- _The problem_
Can you write out, word for word, the lines of the entries that begin with the line containing "the woman's hand" and end with the line containing "Query: woman's hand", including both of those lines?

Labeled area outline entries
-=-=-=-=-

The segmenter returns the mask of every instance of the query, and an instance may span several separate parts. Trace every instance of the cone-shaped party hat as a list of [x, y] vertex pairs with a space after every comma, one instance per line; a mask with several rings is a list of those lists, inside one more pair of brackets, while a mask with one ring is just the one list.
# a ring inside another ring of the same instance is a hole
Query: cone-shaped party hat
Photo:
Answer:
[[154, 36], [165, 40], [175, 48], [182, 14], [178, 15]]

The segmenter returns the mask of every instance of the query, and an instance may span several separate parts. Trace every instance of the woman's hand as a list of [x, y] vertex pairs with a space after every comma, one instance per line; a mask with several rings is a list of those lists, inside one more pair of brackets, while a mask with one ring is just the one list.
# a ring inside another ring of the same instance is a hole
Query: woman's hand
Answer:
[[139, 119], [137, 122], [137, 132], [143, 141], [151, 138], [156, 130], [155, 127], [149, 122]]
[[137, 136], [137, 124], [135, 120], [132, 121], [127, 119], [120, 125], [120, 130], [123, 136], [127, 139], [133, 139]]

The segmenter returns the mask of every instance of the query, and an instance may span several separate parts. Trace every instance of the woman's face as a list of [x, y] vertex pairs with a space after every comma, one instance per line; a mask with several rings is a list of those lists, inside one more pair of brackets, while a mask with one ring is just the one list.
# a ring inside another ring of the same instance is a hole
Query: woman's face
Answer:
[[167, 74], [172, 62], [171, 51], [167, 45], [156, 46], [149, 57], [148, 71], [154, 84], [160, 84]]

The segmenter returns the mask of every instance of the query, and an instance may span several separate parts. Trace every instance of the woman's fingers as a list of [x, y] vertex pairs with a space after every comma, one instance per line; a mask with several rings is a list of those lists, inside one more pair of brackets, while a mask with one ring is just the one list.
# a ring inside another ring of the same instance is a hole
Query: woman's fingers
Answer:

-=-=-=-=-

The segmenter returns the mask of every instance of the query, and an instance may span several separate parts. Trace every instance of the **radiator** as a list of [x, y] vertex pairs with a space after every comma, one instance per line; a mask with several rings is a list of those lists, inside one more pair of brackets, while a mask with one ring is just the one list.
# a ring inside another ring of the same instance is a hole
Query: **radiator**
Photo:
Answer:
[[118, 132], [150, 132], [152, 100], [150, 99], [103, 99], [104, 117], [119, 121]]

-=-=-=-=-

- _Task response_
The segmenter returns the mask of every instance of the query, and an instance may span several separate parts. Trace every instance of the woman's hand as a list of [x, y] vertex pairs with a space after every comma, one instance per line; a mask with several rings is a list of those lists, inside one more pair of brackets, while a mask with one ring is just the one list.
# a ring inside another ring of the same instance is a hole
Query: woman's hand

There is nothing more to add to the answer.